* _Description of the task_
Copy the records from the line with "Whenever prompts are" up to and including the line with "positive clicks: (129, 49) (124, 61)". Change every "rough mask" to "coarse mask" and keep everything else the same.

* _The input_
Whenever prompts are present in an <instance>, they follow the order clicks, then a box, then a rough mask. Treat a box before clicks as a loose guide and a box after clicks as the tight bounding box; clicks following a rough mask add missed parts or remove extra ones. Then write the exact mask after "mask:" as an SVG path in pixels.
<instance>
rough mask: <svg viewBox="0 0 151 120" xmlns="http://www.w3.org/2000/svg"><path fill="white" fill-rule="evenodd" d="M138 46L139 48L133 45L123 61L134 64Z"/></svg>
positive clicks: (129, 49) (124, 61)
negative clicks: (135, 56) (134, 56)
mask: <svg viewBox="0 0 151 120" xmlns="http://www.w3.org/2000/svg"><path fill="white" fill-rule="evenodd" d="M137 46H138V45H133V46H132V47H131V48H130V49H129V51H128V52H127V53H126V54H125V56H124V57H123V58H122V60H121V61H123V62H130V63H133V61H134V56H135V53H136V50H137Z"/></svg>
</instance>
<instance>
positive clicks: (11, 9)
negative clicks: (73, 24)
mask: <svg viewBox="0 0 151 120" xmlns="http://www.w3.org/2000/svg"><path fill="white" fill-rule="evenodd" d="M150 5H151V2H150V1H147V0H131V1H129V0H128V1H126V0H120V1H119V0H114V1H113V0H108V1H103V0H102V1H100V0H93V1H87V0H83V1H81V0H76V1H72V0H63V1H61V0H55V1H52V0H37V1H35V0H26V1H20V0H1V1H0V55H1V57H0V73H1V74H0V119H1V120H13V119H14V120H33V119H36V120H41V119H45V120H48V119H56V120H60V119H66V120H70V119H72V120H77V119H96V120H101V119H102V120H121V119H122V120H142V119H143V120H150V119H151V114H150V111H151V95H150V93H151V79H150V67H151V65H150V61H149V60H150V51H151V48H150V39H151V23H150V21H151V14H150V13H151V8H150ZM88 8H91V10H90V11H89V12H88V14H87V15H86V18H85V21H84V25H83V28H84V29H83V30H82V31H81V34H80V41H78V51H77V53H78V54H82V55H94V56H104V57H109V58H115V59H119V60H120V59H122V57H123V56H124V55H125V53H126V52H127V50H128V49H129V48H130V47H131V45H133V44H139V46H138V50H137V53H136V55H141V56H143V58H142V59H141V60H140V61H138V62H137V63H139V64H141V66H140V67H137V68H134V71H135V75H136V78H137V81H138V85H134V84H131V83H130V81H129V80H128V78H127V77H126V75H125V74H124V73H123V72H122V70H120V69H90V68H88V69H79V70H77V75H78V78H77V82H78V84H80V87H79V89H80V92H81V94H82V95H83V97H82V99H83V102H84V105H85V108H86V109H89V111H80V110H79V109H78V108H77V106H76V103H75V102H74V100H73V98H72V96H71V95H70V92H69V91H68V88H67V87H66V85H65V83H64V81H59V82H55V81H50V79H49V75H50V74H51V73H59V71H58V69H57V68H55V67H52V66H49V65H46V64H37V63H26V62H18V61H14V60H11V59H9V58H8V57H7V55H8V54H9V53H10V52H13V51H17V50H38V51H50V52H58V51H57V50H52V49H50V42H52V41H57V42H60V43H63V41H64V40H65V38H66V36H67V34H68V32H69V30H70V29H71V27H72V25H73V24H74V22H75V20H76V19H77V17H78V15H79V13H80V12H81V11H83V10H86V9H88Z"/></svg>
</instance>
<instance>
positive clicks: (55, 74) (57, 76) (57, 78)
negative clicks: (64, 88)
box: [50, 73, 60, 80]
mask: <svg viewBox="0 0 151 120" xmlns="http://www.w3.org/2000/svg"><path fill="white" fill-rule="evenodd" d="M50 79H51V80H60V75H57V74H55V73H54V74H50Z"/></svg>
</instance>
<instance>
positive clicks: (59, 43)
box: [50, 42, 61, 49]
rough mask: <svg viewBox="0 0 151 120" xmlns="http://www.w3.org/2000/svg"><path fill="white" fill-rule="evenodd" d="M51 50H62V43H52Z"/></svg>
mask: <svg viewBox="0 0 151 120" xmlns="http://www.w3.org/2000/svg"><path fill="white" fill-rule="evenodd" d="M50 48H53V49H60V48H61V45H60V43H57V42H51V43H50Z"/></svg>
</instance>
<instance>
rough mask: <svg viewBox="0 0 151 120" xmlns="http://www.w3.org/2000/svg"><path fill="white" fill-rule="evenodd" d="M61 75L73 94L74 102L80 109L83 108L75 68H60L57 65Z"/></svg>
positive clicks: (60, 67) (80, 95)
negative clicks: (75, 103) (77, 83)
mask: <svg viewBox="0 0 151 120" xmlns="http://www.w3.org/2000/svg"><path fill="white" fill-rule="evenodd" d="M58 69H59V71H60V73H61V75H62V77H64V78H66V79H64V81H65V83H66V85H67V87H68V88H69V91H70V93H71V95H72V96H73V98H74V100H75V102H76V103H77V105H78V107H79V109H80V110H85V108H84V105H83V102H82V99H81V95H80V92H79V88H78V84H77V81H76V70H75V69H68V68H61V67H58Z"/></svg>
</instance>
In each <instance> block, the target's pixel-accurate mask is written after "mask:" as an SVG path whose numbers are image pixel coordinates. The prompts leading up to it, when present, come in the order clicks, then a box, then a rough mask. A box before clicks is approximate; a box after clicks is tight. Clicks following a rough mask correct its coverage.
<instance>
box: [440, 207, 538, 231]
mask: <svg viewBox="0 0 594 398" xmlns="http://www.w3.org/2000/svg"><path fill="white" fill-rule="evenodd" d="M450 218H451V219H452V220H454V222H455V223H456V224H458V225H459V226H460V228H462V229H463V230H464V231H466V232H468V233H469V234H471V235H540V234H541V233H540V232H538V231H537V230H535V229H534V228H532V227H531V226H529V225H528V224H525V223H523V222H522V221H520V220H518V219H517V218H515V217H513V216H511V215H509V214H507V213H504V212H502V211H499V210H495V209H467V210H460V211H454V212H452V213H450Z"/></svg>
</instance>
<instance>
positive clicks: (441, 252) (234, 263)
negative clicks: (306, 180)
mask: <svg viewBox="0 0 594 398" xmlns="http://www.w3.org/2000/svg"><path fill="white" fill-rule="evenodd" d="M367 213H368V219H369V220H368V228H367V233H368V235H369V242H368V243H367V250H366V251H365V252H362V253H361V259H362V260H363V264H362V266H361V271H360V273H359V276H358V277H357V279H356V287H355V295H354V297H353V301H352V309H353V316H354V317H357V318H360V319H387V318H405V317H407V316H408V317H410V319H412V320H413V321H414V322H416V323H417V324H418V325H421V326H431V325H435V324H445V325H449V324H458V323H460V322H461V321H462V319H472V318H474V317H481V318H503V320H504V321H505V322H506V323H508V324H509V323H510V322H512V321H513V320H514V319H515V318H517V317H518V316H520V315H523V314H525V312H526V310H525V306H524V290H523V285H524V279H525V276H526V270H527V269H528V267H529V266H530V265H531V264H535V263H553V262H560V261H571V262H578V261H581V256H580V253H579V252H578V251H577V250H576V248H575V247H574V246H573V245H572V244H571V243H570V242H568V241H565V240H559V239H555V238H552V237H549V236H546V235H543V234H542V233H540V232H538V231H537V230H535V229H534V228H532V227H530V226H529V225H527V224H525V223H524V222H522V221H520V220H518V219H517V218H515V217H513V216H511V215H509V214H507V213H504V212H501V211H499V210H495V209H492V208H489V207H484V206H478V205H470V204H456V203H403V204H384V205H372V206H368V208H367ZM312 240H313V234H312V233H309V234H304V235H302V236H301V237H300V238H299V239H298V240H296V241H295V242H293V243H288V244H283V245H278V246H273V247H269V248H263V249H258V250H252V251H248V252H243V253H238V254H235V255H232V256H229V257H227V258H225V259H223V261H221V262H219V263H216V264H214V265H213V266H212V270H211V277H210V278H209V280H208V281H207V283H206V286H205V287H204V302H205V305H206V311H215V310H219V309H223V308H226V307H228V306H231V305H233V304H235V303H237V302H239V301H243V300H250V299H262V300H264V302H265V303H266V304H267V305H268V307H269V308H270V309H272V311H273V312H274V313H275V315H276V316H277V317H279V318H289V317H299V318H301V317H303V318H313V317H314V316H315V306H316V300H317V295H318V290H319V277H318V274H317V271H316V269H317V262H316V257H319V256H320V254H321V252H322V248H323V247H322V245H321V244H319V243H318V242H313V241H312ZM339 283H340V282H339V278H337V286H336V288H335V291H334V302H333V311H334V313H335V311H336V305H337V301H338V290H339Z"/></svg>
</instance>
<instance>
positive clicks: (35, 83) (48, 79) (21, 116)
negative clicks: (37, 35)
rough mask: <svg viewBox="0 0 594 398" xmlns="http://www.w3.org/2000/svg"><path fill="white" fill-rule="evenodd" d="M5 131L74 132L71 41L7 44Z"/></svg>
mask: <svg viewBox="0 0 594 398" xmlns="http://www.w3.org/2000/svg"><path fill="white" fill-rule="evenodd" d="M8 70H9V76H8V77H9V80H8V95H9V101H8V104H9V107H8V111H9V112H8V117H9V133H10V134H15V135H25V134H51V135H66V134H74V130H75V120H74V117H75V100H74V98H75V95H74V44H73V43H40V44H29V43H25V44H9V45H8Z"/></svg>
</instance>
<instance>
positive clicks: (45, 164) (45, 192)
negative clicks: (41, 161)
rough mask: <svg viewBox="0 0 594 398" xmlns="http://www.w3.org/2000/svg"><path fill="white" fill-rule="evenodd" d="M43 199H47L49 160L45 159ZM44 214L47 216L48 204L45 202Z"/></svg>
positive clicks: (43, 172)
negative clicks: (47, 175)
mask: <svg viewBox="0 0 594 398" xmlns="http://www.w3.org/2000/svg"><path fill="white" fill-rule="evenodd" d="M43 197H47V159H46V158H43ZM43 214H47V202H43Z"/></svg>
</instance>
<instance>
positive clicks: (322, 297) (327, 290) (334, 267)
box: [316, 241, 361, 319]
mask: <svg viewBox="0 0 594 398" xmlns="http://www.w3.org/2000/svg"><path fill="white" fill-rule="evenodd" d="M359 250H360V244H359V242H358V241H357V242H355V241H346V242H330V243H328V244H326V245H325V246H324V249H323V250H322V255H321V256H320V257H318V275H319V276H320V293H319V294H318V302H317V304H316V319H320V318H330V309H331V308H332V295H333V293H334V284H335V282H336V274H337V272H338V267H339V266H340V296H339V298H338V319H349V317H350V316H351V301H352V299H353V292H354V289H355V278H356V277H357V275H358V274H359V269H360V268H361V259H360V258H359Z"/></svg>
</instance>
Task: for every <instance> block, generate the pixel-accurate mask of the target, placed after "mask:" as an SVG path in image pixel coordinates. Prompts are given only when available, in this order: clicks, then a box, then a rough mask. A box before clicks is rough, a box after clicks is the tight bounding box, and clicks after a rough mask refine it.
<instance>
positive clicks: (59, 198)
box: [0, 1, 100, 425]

---

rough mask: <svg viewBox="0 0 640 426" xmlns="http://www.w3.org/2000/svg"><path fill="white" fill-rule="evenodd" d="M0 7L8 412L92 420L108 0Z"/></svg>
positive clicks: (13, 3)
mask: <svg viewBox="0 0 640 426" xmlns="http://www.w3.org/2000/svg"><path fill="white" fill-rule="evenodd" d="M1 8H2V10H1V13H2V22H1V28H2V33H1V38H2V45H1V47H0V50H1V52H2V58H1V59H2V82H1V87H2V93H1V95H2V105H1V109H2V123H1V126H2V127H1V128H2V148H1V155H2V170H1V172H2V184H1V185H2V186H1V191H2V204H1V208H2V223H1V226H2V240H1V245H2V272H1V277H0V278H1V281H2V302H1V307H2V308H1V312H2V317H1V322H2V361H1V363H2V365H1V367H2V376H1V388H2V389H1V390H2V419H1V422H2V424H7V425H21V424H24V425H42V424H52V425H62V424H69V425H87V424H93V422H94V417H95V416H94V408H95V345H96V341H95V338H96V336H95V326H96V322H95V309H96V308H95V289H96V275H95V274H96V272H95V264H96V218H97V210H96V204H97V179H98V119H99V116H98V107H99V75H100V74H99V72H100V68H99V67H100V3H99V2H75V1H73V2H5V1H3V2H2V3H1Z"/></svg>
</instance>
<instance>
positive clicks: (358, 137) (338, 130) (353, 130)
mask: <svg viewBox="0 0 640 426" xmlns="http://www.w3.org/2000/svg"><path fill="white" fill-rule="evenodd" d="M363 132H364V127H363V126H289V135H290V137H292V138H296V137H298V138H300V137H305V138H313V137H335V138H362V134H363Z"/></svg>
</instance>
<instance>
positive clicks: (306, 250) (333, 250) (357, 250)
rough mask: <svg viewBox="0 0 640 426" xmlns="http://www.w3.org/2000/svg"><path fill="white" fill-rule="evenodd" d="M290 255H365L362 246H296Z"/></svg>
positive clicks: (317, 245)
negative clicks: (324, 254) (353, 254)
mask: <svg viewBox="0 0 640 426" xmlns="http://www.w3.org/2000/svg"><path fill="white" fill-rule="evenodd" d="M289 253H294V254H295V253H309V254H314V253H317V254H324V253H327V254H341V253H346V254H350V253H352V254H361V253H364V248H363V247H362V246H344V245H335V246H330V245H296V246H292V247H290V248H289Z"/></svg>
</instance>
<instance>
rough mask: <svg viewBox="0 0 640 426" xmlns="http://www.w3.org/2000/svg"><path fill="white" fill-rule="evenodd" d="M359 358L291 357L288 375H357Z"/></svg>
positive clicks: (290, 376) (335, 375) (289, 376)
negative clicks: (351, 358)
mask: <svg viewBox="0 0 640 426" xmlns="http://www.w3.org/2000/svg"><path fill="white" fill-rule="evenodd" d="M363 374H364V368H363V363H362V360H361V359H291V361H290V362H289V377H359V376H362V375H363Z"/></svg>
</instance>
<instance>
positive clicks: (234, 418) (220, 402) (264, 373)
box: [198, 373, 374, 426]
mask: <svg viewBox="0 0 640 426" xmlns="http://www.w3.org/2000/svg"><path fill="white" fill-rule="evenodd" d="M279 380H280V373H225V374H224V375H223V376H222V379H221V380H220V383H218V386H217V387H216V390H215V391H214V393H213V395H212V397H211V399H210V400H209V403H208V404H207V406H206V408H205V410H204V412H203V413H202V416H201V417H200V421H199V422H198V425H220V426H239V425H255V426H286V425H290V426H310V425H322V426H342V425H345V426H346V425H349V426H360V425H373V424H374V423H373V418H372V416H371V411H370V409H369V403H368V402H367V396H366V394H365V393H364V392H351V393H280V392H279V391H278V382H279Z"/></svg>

* _Answer box_
Whenever prompts are present in an <instance>, they follow the order clicks, then a box, then a coarse mask. Treat a box before clicks as a loose guide and a box after clicks as the tight bounding box; clicks following a coarse mask add missed parts or remove extra ones. Then write the exact mask after "mask:" as an SVG path in pixels.
<instance>
coarse mask: <svg viewBox="0 0 151 120" xmlns="http://www.w3.org/2000/svg"><path fill="white" fill-rule="evenodd" d="M138 46L139 48L133 45L123 61L134 64Z"/></svg>
positive clicks: (129, 49) (124, 61)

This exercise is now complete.